• **Supplied records**
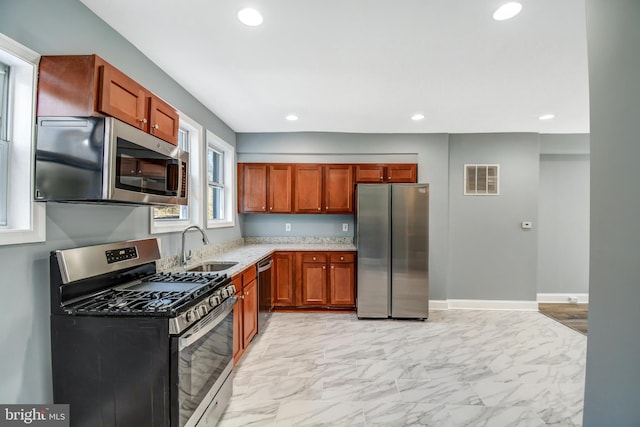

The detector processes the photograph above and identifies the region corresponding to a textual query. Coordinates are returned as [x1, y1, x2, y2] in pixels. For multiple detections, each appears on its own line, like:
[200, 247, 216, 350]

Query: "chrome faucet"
[180, 225, 209, 267]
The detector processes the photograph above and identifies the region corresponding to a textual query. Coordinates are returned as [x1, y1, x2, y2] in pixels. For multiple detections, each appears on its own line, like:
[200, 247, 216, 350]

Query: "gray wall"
[584, 0, 640, 427]
[237, 132, 449, 299]
[538, 154, 589, 293]
[447, 134, 540, 301]
[0, 0, 240, 403]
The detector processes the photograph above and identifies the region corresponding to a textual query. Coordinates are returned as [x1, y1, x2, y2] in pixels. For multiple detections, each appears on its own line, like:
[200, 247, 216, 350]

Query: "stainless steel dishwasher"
[258, 256, 273, 333]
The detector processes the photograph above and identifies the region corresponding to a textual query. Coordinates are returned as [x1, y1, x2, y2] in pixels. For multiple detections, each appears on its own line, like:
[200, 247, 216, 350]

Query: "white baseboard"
[429, 299, 449, 310]
[447, 299, 538, 311]
[537, 293, 589, 304]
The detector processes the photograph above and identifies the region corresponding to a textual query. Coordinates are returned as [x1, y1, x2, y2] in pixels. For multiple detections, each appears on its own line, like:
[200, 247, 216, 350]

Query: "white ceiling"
[81, 0, 589, 133]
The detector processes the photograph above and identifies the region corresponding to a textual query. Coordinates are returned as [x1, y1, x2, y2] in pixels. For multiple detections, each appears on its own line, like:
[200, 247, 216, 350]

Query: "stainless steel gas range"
[50, 239, 236, 427]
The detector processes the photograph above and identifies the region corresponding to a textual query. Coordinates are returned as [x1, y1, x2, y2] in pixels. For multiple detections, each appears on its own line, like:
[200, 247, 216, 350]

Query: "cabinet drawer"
[302, 253, 327, 262]
[330, 252, 356, 262]
[242, 266, 256, 286]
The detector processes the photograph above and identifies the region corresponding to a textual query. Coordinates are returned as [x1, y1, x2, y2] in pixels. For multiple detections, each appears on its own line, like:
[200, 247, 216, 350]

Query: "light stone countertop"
[157, 238, 356, 277]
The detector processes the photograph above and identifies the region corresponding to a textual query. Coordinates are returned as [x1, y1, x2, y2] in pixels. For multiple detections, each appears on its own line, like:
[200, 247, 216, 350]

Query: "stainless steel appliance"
[356, 184, 429, 319]
[50, 239, 236, 427]
[34, 117, 189, 205]
[258, 256, 273, 333]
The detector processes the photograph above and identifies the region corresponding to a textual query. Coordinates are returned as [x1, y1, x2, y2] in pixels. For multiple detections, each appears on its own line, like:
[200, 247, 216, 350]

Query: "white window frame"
[203, 129, 236, 228]
[463, 163, 500, 196]
[0, 33, 47, 245]
[149, 112, 206, 234]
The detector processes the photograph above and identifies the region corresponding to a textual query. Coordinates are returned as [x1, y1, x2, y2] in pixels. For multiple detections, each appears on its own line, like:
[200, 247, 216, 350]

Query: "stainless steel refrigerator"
[356, 184, 429, 319]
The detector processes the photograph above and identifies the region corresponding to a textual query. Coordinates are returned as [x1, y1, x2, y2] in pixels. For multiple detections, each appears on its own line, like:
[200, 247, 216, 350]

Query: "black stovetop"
[64, 272, 228, 317]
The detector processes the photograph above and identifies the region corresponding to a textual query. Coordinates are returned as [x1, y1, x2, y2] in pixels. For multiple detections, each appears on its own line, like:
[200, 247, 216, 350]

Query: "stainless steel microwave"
[34, 117, 189, 205]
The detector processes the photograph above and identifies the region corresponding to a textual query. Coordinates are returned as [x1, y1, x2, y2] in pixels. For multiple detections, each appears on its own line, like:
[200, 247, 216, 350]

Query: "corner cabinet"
[238, 163, 293, 213]
[37, 55, 179, 145]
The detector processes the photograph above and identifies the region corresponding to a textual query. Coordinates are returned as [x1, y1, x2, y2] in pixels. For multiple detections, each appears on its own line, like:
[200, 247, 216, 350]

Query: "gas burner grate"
[146, 272, 225, 285]
[67, 289, 191, 314]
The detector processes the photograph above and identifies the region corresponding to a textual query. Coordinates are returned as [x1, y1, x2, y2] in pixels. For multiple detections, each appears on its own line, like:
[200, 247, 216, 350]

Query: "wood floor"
[538, 304, 589, 335]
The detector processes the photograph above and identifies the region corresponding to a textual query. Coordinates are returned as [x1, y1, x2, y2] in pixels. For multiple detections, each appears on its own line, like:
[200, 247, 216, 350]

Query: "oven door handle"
[178, 295, 238, 351]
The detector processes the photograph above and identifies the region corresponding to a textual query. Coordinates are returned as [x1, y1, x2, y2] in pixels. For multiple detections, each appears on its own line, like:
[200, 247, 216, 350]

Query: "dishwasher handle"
[258, 258, 273, 273]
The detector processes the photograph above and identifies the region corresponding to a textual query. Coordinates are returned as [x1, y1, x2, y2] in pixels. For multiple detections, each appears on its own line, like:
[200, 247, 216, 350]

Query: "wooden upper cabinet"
[355, 163, 418, 183]
[97, 65, 149, 132]
[269, 164, 293, 213]
[386, 164, 418, 183]
[37, 55, 179, 145]
[356, 165, 384, 183]
[293, 164, 322, 213]
[147, 94, 180, 145]
[324, 165, 354, 213]
[238, 163, 267, 213]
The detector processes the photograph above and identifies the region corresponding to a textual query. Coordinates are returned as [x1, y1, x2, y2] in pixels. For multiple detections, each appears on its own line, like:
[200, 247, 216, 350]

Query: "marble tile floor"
[218, 310, 587, 427]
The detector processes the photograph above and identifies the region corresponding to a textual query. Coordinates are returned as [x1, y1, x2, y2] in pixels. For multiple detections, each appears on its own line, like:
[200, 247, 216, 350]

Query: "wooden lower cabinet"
[329, 253, 356, 307]
[272, 251, 356, 309]
[231, 265, 258, 364]
[271, 252, 296, 307]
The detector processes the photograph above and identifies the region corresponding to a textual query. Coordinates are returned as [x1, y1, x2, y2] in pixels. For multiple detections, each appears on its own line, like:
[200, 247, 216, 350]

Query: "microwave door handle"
[178, 296, 238, 351]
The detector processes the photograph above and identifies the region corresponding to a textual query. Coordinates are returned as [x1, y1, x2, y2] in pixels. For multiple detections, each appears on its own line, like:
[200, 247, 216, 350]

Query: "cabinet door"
[329, 254, 356, 306]
[300, 254, 327, 305]
[324, 165, 353, 213]
[293, 164, 322, 213]
[356, 165, 384, 183]
[238, 163, 267, 213]
[148, 96, 180, 145]
[269, 165, 292, 213]
[98, 65, 149, 131]
[232, 275, 244, 365]
[272, 252, 295, 307]
[385, 164, 417, 183]
[242, 280, 258, 348]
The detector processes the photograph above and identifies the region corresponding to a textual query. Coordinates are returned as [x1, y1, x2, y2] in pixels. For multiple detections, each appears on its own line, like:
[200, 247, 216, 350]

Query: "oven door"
[171, 296, 237, 427]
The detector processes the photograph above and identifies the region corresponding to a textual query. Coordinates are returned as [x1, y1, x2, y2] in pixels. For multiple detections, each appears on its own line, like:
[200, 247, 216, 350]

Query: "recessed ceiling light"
[493, 1, 522, 21]
[238, 7, 262, 27]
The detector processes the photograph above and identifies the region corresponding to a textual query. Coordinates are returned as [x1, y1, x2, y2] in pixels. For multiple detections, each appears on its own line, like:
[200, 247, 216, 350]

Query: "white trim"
[0, 33, 46, 245]
[429, 300, 449, 310]
[447, 299, 538, 311]
[203, 129, 237, 228]
[537, 292, 589, 304]
[149, 111, 206, 234]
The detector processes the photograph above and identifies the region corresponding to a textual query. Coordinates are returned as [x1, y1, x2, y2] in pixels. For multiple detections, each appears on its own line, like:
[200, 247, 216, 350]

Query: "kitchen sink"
[186, 261, 238, 273]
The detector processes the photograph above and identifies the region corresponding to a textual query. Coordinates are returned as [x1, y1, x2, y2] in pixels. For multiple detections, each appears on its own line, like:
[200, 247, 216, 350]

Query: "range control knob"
[198, 304, 208, 317]
[208, 295, 220, 307]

• **Written problem**
Copy out each line of the data above that includes the word "range".

• **Reply**
Query: "stainless steel gas range"
Query: "range control knob"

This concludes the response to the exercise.